───── TEXT SECTION ─────

# fantom motors



## trashedmaxx (Jun 5, 2003)

I tried the search. I tried looking on there site. Does anybody know how the fantom part numbers translate to which motor it is based off of? 
I'm guessing

FAN30400 = BINARY 2 OUTLAW STOCK

FAN30422 = monster

FAN30020 = mvp

FAN30410 = p2k

I want to try the p2k2 version but not sure which one it is.
Fan30404 this is the closest i can find but cannot find where to buy it.


----------



## OvalmanPA (Mar 21, 2000)

Mike.......I don't have my parts list here but from their website listing they aren't working on anything but the silver can (presumably the ROAR legal Binary motor) and the Monster 2 motors now.  If you can find a listing for the motors, they usually have what motor they are based on after it (mint, copper, silver, black, green) Monster 2, P2K, Binary, P2K2, and GM3 respectively. Just so you know I believe I have one or two of the P2K2 motors left here.


----------



## trashedmaxx (Jun 5, 2003)

Thanks for clearing that up for me rick. Whats the retail on them motors?


----------



## 22Racer (Nov 18, 2001)

They have a monster 2 out?


----------



## OvalmanPA (Mar 21, 2000)

I believe they retail for $40 but I sell stockers for $35.



> They have a monster 2 out?


The EPIC Monster Horsepower Stock 2 has been out for quite some time now. The Fantom "mint" colored motor that they tune is based on this motor.


----------



## trashedmaxx (Jun 5, 2003)

Whats different about the monster 2 from the regular monster?


----------



## OvalmanPA (Mar 21, 2000)

If memory serves me right the original Monster Horsepower Stock motor was a 36* motor made way back in the early 90's before the rebuildable stock motor revolution.

Edit: On closer examination it appears Trinity just calls the current motor the Monster Horsepower Stock............no 2 in it.........sorry.


----------

───── PROVIDED INFORMATION ─────

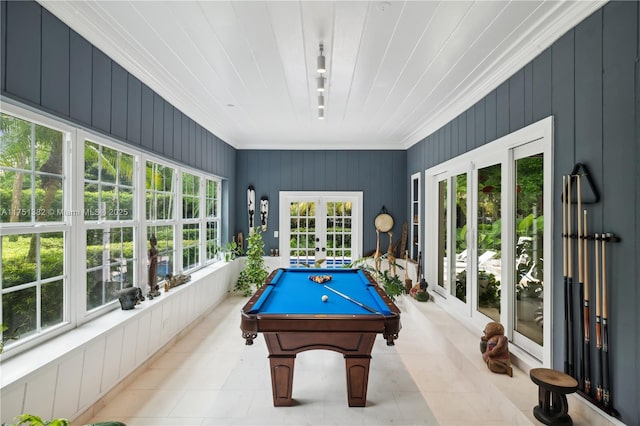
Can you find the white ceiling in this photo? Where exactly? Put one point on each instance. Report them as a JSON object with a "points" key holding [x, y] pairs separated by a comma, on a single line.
{"points": [[397, 70]]}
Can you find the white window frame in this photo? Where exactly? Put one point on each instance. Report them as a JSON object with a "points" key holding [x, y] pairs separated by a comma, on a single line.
{"points": [[74, 228], [65, 226]]}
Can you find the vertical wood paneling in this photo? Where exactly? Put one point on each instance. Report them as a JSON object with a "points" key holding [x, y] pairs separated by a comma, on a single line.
{"points": [[101, 91], [167, 148], [118, 101], [199, 144], [23, 50], [502, 110], [471, 128], [182, 152], [158, 123], [528, 94], [3, 45], [542, 85], [146, 131], [491, 115], [562, 81], [455, 128], [91, 372], [67, 391], [55, 64], [588, 117], [38, 397], [447, 140], [620, 51], [516, 101], [81, 68], [462, 134], [480, 127], [191, 159], [177, 132], [134, 109], [111, 365]]}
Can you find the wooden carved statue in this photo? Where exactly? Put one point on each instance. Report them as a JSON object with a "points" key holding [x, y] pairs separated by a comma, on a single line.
{"points": [[391, 257], [494, 346], [154, 288]]}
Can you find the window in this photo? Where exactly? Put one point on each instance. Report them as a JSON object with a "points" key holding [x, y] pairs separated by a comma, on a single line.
{"points": [[212, 215], [33, 262], [161, 216], [110, 231], [190, 223]]}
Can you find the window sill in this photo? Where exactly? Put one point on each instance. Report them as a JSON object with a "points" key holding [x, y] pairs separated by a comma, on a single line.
{"points": [[29, 362]]}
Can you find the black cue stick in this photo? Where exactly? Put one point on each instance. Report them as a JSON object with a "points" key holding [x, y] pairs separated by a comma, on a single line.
{"points": [[606, 396], [587, 338], [564, 274], [569, 301], [581, 266], [362, 305], [598, 320]]}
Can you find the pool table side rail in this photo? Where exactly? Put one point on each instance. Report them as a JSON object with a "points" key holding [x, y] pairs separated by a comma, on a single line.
{"points": [[254, 322]]}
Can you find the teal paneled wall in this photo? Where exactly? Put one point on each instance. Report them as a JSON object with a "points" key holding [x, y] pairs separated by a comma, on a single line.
{"points": [[588, 80]]}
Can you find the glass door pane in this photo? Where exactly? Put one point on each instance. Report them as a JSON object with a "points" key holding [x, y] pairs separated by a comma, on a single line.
{"points": [[529, 266], [339, 220], [443, 274], [460, 219], [488, 274], [302, 241]]}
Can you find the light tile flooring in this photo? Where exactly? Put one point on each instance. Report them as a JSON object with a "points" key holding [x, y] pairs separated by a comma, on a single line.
{"points": [[210, 377]]}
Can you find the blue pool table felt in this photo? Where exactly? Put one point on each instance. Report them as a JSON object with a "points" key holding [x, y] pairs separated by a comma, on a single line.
{"points": [[292, 292]]}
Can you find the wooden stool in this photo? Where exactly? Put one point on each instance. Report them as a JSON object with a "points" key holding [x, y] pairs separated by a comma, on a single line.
{"points": [[553, 386]]}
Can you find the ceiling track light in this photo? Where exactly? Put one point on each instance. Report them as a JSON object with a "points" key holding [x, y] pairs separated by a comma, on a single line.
{"points": [[322, 68]]}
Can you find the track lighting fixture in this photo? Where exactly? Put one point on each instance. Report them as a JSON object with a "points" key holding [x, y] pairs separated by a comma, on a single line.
{"points": [[321, 61]]}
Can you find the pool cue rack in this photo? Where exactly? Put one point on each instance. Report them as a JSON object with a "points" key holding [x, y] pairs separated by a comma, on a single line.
{"points": [[591, 250]]}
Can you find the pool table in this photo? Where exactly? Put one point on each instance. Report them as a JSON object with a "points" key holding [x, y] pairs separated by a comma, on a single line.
{"points": [[290, 313]]}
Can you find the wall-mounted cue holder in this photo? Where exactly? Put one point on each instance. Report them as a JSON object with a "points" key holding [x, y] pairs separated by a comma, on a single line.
{"points": [[588, 252]]}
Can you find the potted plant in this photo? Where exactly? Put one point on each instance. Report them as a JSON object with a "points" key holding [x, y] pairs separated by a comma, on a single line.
{"points": [[255, 270], [230, 251], [391, 284]]}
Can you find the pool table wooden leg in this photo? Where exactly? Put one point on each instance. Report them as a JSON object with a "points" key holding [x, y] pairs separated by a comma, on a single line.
{"points": [[282, 379], [357, 379]]}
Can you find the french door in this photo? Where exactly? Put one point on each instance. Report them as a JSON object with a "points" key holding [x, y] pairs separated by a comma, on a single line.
{"points": [[322, 229]]}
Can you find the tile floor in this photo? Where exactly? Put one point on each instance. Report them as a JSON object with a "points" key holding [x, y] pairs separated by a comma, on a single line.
{"points": [[210, 377]]}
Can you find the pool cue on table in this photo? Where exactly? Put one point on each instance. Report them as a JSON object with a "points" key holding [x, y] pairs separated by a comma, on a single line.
{"points": [[581, 265], [606, 397], [362, 305], [587, 339], [569, 302], [598, 320]]}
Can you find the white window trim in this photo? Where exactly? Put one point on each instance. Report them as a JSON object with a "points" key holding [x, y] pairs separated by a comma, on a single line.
{"points": [[75, 313]]}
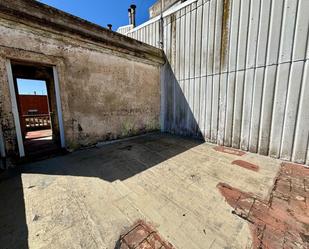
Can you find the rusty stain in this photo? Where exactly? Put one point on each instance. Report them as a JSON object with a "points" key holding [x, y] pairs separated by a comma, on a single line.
{"points": [[225, 31]]}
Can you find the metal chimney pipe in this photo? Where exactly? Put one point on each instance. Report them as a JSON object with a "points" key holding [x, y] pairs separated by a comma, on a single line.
{"points": [[130, 16], [133, 14]]}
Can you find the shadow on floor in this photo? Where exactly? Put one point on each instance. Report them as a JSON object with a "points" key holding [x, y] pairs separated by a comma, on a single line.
{"points": [[118, 161], [13, 226]]}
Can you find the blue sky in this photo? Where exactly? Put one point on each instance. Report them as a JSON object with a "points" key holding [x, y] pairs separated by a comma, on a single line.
{"points": [[100, 12], [103, 12], [31, 86]]}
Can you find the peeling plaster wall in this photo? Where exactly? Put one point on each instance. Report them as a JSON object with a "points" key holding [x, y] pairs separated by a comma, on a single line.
{"points": [[105, 94]]}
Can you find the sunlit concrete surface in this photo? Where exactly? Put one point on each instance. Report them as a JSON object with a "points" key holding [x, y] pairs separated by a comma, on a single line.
{"points": [[88, 198]]}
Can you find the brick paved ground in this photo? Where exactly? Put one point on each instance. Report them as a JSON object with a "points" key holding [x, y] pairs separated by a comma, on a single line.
{"points": [[142, 236], [86, 199], [282, 221]]}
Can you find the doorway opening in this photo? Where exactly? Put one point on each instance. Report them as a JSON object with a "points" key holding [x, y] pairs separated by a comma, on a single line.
{"points": [[34, 87]]}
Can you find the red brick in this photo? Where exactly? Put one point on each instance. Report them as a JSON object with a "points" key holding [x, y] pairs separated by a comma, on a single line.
{"points": [[229, 151], [144, 245], [136, 236], [155, 241], [246, 165], [123, 246], [281, 221]]}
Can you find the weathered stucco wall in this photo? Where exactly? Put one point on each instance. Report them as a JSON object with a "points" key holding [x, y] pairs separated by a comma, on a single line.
{"points": [[105, 93]]}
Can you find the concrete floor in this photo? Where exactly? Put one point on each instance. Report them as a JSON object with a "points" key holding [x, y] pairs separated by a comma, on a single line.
{"points": [[88, 198]]}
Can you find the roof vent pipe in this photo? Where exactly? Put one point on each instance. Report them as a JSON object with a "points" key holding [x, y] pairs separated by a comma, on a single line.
{"points": [[130, 16], [133, 14]]}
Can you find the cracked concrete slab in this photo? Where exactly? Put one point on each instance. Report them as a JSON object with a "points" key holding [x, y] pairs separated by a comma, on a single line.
{"points": [[87, 199]]}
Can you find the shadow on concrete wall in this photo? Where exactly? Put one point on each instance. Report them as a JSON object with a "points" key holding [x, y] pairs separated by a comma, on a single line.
{"points": [[177, 113], [117, 161]]}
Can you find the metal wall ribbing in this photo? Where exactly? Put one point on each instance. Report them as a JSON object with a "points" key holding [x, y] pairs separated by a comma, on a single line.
{"points": [[238, 73]]}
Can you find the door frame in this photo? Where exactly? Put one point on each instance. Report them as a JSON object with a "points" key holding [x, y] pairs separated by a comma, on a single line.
{"points": [[2, 148], [16, 112]]}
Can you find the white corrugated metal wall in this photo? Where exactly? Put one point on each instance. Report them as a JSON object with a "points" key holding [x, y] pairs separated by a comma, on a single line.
{"points": [[238, 73]]}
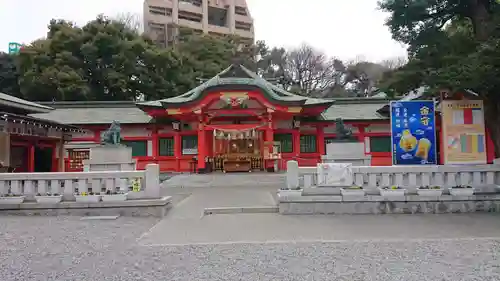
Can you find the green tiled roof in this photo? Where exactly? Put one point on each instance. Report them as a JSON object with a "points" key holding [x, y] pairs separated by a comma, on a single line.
{"points": [[238, 75], [29, 106], [356, 109], [81, 113]]}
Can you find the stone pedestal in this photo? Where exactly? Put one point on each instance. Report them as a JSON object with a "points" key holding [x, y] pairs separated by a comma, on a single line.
{"points": [[110, 158], [346, 152]]}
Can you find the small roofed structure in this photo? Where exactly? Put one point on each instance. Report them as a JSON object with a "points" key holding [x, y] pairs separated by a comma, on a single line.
{"points": [[27, 143]]}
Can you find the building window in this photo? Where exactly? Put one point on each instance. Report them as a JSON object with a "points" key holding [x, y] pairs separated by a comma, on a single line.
{"points": [[380, 144], [166, 146], [329, 140], [189, 145], [139, 148], [286, 142], [308, 144]]}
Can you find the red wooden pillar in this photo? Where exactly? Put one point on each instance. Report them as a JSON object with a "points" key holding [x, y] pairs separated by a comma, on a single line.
{"points": [[490, 147], [31, 158], [320, 140], [361, 135], [269, 136], [202, 146], [177, 150], [156, 143], [55, 162], [296, 143], [97, 135]]}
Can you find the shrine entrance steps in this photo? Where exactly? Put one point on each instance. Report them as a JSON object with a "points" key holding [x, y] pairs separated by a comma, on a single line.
{"points": [[195, 196]]}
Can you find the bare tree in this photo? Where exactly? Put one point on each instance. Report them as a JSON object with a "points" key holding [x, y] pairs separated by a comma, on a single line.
{"points": [[395, 62], [313, 72], [131, 20]]}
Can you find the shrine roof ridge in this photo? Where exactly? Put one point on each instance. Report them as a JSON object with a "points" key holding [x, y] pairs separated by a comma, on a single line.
{"points": [[244, 78], [15, 102]]}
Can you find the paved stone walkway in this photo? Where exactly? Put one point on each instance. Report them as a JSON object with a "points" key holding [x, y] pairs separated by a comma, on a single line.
{"points": [[68, 249], [186, 246], [193, 193]]}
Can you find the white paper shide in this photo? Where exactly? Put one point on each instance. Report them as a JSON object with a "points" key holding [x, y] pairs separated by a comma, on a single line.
{"points": [[335, 174]]}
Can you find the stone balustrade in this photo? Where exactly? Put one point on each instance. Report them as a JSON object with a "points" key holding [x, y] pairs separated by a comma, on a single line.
{"points": [[404, 176], [67, 184]]}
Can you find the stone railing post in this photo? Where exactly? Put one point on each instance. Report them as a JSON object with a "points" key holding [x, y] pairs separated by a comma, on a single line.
{"points": [[152, 178], [292, 174]]}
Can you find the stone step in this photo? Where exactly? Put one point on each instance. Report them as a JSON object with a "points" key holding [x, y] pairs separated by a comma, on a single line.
{"points": [[240, 210]]}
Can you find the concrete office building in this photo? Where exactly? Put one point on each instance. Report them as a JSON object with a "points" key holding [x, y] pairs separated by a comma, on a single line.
{"points": [[221, 17]]}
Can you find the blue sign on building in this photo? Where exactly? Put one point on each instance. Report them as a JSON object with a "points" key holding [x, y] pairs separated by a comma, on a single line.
{"points": [[413, 130]]}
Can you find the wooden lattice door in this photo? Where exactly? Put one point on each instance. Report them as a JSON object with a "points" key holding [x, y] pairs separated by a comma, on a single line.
{"points": [[76, 158]]}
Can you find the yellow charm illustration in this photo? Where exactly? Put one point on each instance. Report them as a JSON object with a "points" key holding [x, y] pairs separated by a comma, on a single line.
{"points": [[424, 146], [408, 142]]}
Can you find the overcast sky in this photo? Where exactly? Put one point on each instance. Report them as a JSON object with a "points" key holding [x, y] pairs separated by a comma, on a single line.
{"points": [[342, 28]]}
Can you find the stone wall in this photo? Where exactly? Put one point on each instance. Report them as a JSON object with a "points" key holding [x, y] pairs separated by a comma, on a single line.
{"points": [[374, 204]]}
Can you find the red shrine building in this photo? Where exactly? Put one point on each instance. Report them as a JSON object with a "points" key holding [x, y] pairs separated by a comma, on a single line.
{"points": [[236, 121]]}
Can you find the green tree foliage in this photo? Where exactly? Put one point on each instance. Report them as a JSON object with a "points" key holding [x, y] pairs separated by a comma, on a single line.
{"points": [[9, 75], [103, 60], [453, 45]]}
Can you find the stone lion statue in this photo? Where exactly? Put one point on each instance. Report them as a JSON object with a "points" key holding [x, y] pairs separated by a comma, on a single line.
{"points": [[112, 135], [343, 132]]}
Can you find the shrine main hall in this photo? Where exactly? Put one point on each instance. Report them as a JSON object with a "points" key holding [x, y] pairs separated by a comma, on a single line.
{"points": [[234, 122]]}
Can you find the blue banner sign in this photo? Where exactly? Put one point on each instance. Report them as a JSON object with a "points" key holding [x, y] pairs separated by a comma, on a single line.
{"points": [[413, 130]]}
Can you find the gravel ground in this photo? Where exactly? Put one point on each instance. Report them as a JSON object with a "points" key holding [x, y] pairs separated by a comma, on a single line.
{"points": [[57, 248]]}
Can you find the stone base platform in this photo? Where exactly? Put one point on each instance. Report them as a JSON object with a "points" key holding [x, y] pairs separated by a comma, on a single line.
{"points": [[139, 208], [374, 204]]}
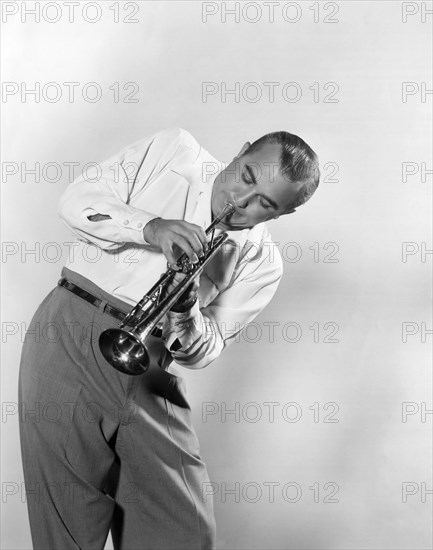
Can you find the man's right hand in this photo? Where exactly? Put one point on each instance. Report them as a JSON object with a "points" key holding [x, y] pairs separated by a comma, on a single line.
{"points": [[171, 235]]}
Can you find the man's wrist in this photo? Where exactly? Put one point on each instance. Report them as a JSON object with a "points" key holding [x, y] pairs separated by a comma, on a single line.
{"points": [[148, 230], [184, 307]]}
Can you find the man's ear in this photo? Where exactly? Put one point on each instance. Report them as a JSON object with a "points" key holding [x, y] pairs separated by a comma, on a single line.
{"points": [[242, 151]]}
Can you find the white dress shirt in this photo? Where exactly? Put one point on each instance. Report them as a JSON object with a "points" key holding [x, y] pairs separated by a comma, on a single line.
{"points": [[168, 175]]}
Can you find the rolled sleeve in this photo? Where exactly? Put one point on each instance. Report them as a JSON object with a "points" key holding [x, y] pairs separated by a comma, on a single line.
{"points": [[97, 207]]}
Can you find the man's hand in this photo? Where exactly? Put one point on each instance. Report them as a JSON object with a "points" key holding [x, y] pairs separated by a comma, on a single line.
{"points": [[169, 235]]}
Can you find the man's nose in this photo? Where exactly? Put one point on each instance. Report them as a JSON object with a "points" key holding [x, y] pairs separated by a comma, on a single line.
{"points": [[244, 198]]}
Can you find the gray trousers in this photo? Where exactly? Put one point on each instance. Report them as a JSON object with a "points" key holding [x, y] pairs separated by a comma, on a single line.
{"points": [[101, 449]]}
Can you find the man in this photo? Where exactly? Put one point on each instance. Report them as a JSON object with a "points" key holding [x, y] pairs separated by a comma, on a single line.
{"points": [[109, 450]]}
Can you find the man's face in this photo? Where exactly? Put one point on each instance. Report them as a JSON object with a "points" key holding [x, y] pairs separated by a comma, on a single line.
{"points": [[254, 184]]}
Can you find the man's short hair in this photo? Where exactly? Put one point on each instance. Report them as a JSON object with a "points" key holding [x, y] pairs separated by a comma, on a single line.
{"points": [[298, 163]]}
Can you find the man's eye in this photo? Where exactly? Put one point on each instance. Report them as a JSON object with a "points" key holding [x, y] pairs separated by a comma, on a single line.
{"points": [[265, 205], [245, 179]]}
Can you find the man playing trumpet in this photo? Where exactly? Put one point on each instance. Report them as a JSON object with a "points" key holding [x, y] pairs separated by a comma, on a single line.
{"points": [[123, 454]]}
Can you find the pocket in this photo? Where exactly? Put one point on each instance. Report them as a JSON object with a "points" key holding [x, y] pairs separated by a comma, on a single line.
{"points": [[87, 448]]}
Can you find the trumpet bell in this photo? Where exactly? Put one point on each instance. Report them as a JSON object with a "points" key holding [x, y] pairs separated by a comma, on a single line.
{"points": [[124, 351]]}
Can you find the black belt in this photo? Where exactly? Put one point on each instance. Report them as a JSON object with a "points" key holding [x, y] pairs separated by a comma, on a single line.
{"points": [[113, 311]]}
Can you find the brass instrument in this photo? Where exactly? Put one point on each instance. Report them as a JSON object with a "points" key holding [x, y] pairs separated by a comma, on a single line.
{"points": [[124, 348]]}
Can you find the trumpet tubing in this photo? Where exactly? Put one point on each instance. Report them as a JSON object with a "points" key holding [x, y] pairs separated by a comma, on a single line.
{"points": [[124, 348]]}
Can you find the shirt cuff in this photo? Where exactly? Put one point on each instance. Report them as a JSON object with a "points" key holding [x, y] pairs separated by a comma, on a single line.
{"points": [[132, 224]]}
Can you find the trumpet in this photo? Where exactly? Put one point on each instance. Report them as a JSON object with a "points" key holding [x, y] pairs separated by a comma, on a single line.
{"points": [[125, 348]]}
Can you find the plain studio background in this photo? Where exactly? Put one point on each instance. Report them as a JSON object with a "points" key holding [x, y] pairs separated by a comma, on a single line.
{"points": [[335, 404]]}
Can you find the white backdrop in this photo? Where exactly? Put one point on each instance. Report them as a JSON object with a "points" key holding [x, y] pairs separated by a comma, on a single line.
{"points": [[329, 442]]}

─────

TASK OBJECTIVE -> In the forum thread on Fantom motors above, condense the paragraph that begins "Mike.......I don't have my parts list here" into a short bulleted list that keeps its main facts.

EXERCISE RESULT ->
- The parts list is not at hand, but according to the Fantom website, they are now working only on the silver can (presumably the ROAR-legal Binary motor) and the Monster 2 motors.
- Motor listings usually state the base motor after the color:
  - mint: Monster 2
  - copper: P2K
  - silver: Binary
  - black: P2K2
  - green: GM3
- One or two P2K2 motors are probably still in stock.